Entries for pointing and labeling:
....

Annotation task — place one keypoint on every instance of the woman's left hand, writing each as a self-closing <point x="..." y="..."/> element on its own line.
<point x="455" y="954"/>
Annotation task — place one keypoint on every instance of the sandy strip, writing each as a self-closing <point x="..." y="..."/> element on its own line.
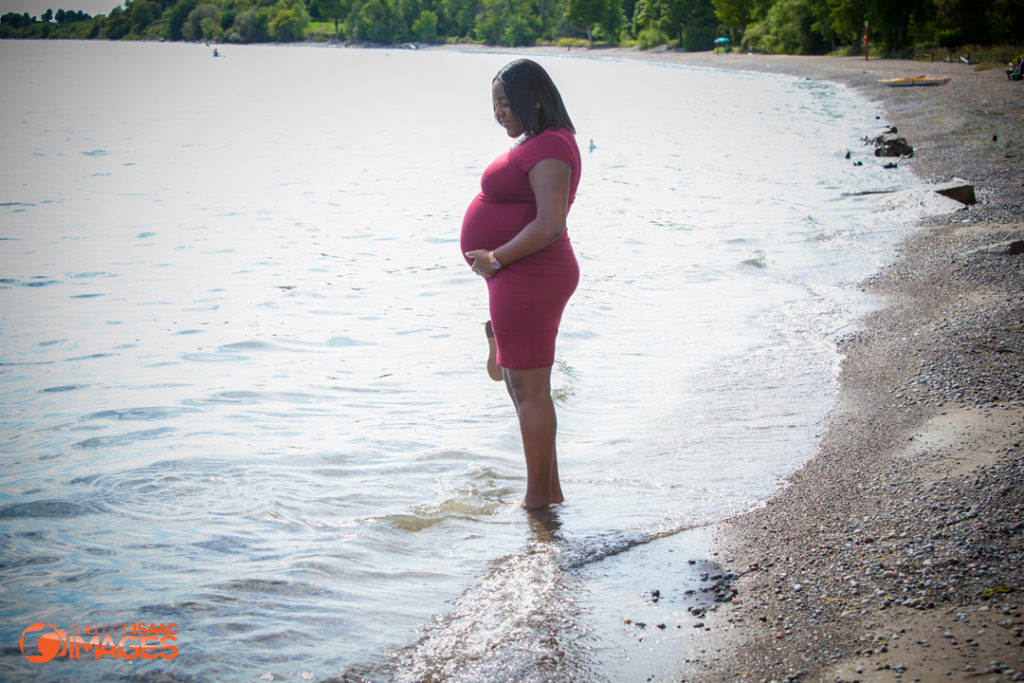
<point x="897" y="554"/>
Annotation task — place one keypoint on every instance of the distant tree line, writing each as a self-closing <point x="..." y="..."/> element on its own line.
<point x="799" y="27"/>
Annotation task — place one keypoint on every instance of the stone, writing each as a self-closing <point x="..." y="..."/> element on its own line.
<point x="890" y="144"/>
<point x="957" y="189"/>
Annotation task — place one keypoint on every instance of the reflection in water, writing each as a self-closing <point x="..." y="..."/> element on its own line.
<point x="519" y="622"/>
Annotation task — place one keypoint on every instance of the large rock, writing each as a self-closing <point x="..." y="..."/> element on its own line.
<point x="891" y="144"/>
<point x="957" y="189"/>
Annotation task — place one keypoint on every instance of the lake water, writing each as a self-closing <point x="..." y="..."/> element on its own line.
<point x="243" y="360"/>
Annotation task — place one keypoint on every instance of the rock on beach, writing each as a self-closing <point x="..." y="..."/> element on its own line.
<point x="897" y="553"/>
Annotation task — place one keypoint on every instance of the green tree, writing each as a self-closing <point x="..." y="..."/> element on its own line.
<point x="288" y="20"/>
<point x="457" y="17"/>
<point x="331" y="10"/>
<point x="142" y="13"/>
<point x="117" y="25"/>
<point x="194" y="27"/>
<point x="521" y="30"/>
<point x="585" y="14"/>
<point x="177" y="17"/>
<point x="425" y="27"/>
<point x="250" y="27"/>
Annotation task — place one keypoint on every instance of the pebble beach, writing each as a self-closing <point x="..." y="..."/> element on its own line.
<point x="897" y="553"/>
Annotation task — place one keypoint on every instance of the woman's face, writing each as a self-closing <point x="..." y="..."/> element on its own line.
<point x="502" y="112"/>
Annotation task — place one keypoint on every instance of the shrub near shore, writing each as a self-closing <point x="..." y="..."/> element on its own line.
<point x="794" y="27"/>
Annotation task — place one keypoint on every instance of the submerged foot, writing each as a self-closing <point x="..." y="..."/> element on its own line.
<point x="494" y="370"/>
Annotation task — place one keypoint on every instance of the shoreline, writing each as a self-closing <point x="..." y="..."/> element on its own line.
<point x="914" y="570"/>
<point x="897" y="553"/>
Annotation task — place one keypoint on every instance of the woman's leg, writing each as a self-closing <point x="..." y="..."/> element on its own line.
<point x="494" y="370"/>
<point x="530" y="391"/>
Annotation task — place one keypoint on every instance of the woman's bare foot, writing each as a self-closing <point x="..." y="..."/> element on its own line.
<point x="494" y="370"/>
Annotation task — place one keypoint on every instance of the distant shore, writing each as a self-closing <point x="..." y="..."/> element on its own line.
<point x="897" y="554"/>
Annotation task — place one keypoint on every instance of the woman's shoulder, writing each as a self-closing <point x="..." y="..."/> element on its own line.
<point x="554" y="138"/>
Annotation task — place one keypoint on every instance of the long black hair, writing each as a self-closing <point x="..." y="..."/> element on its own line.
<point x="532" y="96"/>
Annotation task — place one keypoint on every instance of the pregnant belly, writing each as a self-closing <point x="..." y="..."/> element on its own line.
<point x="488" y="224"/>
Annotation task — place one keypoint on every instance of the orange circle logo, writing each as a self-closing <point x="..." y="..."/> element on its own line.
<point x="49" y="643"/>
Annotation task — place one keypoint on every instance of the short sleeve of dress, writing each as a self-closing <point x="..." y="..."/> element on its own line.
<point x="549" y="144"/>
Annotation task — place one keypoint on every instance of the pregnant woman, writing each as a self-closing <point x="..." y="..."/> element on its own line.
<point x="513" y="235"/>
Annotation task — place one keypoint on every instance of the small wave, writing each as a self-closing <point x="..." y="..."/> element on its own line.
<point x="123" y="439"/>
<point x="47" y="509"/>
<point x="758" y="261"/>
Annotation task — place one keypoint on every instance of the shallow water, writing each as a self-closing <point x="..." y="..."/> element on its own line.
<point x="243" y="360"/>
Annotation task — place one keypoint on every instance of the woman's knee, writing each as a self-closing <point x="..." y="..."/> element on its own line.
<point x="528" y="385"/>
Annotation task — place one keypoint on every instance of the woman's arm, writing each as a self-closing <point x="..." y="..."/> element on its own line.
<point x="549" y="179"/>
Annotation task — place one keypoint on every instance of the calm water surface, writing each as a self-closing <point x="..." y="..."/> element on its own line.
<point x="242" y="359"/>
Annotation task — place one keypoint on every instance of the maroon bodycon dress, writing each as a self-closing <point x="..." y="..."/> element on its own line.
<point x="527" y="296"/>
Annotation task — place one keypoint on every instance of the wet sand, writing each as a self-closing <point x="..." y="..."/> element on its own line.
<point x="896" y="554"/>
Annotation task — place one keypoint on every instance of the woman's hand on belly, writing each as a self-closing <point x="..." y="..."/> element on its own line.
<point x="481" y="262"/>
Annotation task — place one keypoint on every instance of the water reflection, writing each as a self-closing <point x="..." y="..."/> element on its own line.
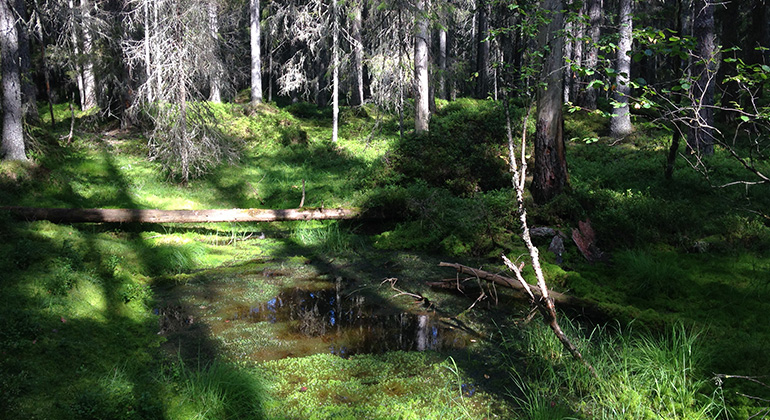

....

■ Short task: Please count how many lines of the entries above contain the word "tree", and reply with only that number.

■ Written solution: 2